Stated problem
Print the listing below in its entirety, character for character.

Input material
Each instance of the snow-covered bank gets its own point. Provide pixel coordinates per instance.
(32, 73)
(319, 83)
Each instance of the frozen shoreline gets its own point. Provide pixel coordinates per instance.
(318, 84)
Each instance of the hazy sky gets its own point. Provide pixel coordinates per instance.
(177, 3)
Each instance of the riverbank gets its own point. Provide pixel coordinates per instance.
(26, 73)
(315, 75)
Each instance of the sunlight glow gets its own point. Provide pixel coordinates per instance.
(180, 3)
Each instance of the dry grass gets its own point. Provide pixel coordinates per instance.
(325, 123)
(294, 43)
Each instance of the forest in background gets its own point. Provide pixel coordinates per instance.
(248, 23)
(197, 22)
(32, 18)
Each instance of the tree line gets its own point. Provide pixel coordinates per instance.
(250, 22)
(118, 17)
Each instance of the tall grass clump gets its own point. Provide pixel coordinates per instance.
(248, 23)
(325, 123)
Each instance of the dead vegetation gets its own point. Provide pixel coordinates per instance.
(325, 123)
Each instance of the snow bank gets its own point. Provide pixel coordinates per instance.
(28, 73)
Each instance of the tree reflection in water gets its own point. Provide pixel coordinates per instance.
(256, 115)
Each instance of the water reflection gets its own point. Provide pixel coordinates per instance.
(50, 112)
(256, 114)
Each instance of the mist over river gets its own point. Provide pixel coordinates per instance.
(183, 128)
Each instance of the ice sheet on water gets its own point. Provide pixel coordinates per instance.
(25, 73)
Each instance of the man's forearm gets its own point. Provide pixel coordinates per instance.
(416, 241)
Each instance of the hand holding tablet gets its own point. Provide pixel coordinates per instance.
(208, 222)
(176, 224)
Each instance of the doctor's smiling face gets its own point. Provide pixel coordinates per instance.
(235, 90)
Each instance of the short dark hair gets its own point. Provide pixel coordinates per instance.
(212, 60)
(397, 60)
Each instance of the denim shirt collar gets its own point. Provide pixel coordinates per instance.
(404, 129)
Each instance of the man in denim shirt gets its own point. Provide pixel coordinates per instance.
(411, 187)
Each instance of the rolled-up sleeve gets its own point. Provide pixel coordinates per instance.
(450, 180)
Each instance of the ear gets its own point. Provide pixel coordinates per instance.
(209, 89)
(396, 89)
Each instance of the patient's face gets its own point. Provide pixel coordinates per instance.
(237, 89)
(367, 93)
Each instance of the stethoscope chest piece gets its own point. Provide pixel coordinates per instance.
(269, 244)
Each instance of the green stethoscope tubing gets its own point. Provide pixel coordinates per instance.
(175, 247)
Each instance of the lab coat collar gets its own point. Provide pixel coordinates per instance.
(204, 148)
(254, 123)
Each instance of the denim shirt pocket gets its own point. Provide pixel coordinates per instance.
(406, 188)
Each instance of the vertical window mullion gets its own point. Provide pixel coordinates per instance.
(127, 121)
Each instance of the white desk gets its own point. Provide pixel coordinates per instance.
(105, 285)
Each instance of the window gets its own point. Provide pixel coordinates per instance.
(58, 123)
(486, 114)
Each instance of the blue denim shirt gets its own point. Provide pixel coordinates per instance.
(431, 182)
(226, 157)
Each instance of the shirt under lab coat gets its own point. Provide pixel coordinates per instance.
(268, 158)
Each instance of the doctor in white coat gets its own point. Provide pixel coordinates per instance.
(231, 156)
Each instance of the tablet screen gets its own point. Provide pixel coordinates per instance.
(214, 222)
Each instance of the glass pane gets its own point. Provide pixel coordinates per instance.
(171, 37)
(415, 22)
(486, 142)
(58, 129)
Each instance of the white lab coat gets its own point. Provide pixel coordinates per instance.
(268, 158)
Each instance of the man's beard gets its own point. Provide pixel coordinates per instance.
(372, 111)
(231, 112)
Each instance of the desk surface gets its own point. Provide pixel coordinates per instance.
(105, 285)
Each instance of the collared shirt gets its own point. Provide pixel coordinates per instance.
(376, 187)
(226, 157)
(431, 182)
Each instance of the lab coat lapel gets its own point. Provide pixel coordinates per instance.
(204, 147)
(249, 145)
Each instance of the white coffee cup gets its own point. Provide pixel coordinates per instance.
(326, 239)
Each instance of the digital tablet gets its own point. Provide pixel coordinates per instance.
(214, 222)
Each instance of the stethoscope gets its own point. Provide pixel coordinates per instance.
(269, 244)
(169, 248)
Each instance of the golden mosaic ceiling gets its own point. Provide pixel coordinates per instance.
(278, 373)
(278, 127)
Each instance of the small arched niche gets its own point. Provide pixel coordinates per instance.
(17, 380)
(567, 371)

Correct response
Each instance of the snow-covered bank gets its own point. Provide pixel coordinates per instance.
(32, 73)
(319, 83)
Each instance of the frozen shoreline gets its own point. Provide pixel coordinates per instance.
(318, 84)
Each instance of the hazy sky gets its own point. Provide pixel coordinates per instance.
(177, 3)
Each instance of the riverbank gets its own point. Provide pixel coordinates per instance.
(26, 73)
(315, 75)
Each instance of the sunlight glow gets its own point. Provide pixel coordinates per instance.
(180, 3)
Each instance of the dry grass gets its own point. Provide pixel coordinates per instance.
(325, 123)
(294, 43)
Each instance of the forest in background gets its own point. Provide pixel coordinates per instance.
(248, 23)
(197, 22)
(32, 18)
Each instance of the tree line gets its own point. Provide pixel coordinates per instance.
(250, 22)
(118, 17)
Each instance of the tall grass clump gets its own point. Provide pixel coordinates per instance.
(248, 23)
(325, 123)
Each instance of the dead vegetation gets its own point. Provide pixel coordinates per instance.
(325, 123)
Each instance of the snow bank gets its own point. Provide pixel coordinates per instance.
(28, 73)
Each instance of the tree reflection in water gets its own point. Provide pixel coordinates per instance.
(256, 115)
Each instance of the water reflection gets its own point. Provide pixel coordinates per instance.
(50, 112)
(256, 114)
Each instance of the mist over river gets its own point. Provide pixel coordinates per instance.
(183, 128)
Each instance of the ice sheet on water gets its own point. Provide pixel coordinates per instance.
(25, 73)
Each instance of the man's forearm gets its own point. Provide pixel coordinates per instance.
(416, 241)
Each instance of the hand holding tablet gets its own point. Provide pixel coordinates per instance.
(208, 222)
(176, 224)
Each instance of the doctor's smiling face gets its own point. Provide pixel coordinates per instance.
(235, 90)
Each instance of the short dark hair gets its own point. Provide pixel coordinates per instance.
(212, 60)
(397, 60)
Each instance of the denim shirt collar gets its own point. Provide pixel coordinates per instance.
(404, 129)
Each instance of the man in denim shirt gets its own point. Provide pixel coordinates per instance.
(411, 187)
Each instance of the rolled-up sleeve gets its own point. Provide pixel coordinates per instance.
(450, 180)
Each instance of the ear gets its own point. Provide pixel coordinates per instance.
(209, 89)
(396, 89)
Each instance of the patient's face gets its own point. Provide pixel coordinates per instance.
(237, 89)
(367, 93)
Each instance of the stethoscope chest piece gets its own point. Provide pixel coordinates per instance.
(269, 244)
Each instance of the green stethoscope tubing gets its own point. Provide pixel coordinates per instance.
(175, 247)
Each instance of the lab coat collar gets its own point. Provide pixel coordinates per instance.
(204, 148)
(254, 123)
Each instance of the denim shirt pocket gets its own point. Provide pixel coordinates per instance.
(406, 188)
Each instance of the vertical window mullion gets its own point. Provide pixel coordinates per instance.
(127, 121)
Each instance of the white desk gets its own point. Provide pixel coordinates per instance.
(105, 285)
Each instance of the window gets its own point. Provide pixel coordinates per instance.
(58, 123)
(486, 114)
Each instance of the blue denim shirt gets its own point. Provide pixel coordinates per instance.
(431, 182)
(226, 157)
Each instance of the shirt under lab coat gets its own point. Provide pixel coordinates per instance.
(268, 158)
Each instance of the doctor in white coat gets its own point. Provide pixel coordinates per instance.
(231, 156)
Each instance of the tablet screen gets its own point. Provide pixel coordinates per instance.
(214, 222)
Each instance of the glass pane gets its own point. Provide pixel coordinates per instance.
(171, 37)
(415, 22)
(486, 142)
(58, 129)
Each instance of the white lab coat gets its own point. Provide pixel coordinates per instance.
(268, 158)
Each instance of the man's beard gets its own point. Provide pixel coordinates per instance.
(372, 111)
(231, 112)
Each instance of the desk surface gets its own point. Provide pixel coordinates per instance.
(105, 285)
Each instance of the collared shirt gets its own point. Provide pixel coordinates per instance.
(376, 187)
(226, 157)
(431, 182)
Each instance of the lab coat lapel gets its own point. Provide pixel coordinates per instance.
(204, 147)
(249, 145)
Each instance of the white coffee cup gets its own point. Provide pixel coordinates per instance.
(326, 239)
Each instance of the digital tablet gets its own point. Provide pixel coordinates per instance.
(214, 222)
Each instance of the stethoscope gets its own point. Provide pixel coordinates per instance.
(269, 244)
(169, 248)
Each instance of the golden mosaic ceiling gets its own point. Provide pixel coordinates per instance.
(278, 373)
(278, 127)
Each instance of the small arched niche gets its own point. Provide pixel coordinates per instance.
(17, 380)
(567, 371)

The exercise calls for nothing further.